YOUR TASKS
(1) In the article on the U.S. construction industry, reproduce the passage from "The company posted" up to and including "and Willis Tower.".
(2) Which lines of the records contain the string "track"? Copy each of them, and treat uppercase and lowercase as different.

SELECTED PASSAGE
The American construction industry is in the midst of a defining era.
Fueled by federal infrastructure legislation, a historic surge in data center investment, and the ongoing reshaping of the nation’s energy grid, the sector generated a combined $600.6 billion in revenue among ENR’s Top 400 Contractors in 2024 — a 7.9% year-over-year increase.
Yet behind that headline figure, the landscape is anything but uniform.
A narrow group of mega-firms is capturing an outsized share of the growth, while smaller contractors navigate tighter margins, persistent labor shortages, and the disrupting force of tariff-driven material costs.
This guide profiles the market leaders defining American construction in 2026, their core specializations, and the trends that will shape competition through the decade.
Revenue Rankings: Who Leads the U.S. Construction Market?
Engineering News-Record’s (ENR) 2025 Top 400 Contractors list, which ranks firms by 2024 revenue, confirms a clear hierarchy at the top. The top 10 firms alone account for 21.2% of the list’s total reported revenue, illustrating just how concentrated market leadership has become.
1. Turner Construction — $20.2 billion (2024 revenue) Founded in New York City in 1902, Turner Construction has retained the No. 1 contractor spot in the country for multiple consecutive years.
The company posted a remarkable revenue jump from $17.1 billion in 2023 to $20.2 billion in 2024 — nearly 18% growth in a single year. A subsidiary of Germany’s Hochtief, Turner operates across healthcare, education, sports venues, commercial towers, and data centers.
The firm has built 20 of the world’s 100 tallest buildings, including the Burj Khalifa and Willis Tower.
In early 2026, Turner and Mortenson were jointly awarded a $10 billion Meta data center contract in Indiana, underscoring the company’s dominant position in the AI infrastructure buildout.
2. Bechtel — $15.9 billion Reston, Virginia-based Bechtel is one of the largest privately held engineering and construction companies in the world.

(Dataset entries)
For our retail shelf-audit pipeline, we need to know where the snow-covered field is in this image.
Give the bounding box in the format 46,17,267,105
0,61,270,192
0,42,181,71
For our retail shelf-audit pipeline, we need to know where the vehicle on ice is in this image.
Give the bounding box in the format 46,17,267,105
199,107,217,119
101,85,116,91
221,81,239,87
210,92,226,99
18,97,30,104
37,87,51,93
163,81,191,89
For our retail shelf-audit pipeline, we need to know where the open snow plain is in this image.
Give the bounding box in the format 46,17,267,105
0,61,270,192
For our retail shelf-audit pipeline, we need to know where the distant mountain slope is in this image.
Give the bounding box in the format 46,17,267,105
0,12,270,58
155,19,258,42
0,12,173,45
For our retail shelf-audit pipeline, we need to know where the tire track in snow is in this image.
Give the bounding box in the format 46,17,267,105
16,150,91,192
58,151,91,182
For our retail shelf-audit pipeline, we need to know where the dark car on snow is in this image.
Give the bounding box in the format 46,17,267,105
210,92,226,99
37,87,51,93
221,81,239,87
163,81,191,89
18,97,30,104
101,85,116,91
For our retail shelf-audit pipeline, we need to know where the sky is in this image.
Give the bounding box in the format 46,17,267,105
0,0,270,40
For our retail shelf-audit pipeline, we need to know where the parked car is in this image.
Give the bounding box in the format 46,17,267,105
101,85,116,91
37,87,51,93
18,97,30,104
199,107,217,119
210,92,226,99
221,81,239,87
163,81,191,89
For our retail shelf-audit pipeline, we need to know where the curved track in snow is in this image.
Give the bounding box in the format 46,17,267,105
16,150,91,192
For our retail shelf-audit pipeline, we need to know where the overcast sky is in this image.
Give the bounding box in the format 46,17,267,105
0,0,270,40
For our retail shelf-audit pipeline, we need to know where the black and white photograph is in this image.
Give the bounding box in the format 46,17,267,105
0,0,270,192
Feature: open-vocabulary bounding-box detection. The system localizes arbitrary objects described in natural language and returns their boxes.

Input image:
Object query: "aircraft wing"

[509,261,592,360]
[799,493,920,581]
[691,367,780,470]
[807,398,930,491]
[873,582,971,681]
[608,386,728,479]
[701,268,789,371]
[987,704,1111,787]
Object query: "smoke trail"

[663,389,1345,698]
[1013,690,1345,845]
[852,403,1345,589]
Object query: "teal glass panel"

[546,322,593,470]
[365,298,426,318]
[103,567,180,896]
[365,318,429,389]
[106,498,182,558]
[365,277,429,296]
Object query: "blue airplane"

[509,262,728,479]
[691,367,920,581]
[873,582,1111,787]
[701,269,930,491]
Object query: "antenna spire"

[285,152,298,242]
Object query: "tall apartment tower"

THE ANSWERS
(1)
The company posted a remarkable revenue jump from $17.1 billion in 2023 to $20.2 billion in 2024 — nearly 18% growth in a single year. A subsidiary of Germany’s Hochtief, Turner operates across healthcare, education, sports venues, commercial towers, and data centers.
The firm has built 20 of the world’s 100 tallest buildings, including the Burj Khalifa and Willis Tower.

(2)
For our retail shelf-audit pipeline, we need to know where the tire track in snow is in this image.
For our retail shelf-audit pipeline, we need to know where the curved track in snow is in this image.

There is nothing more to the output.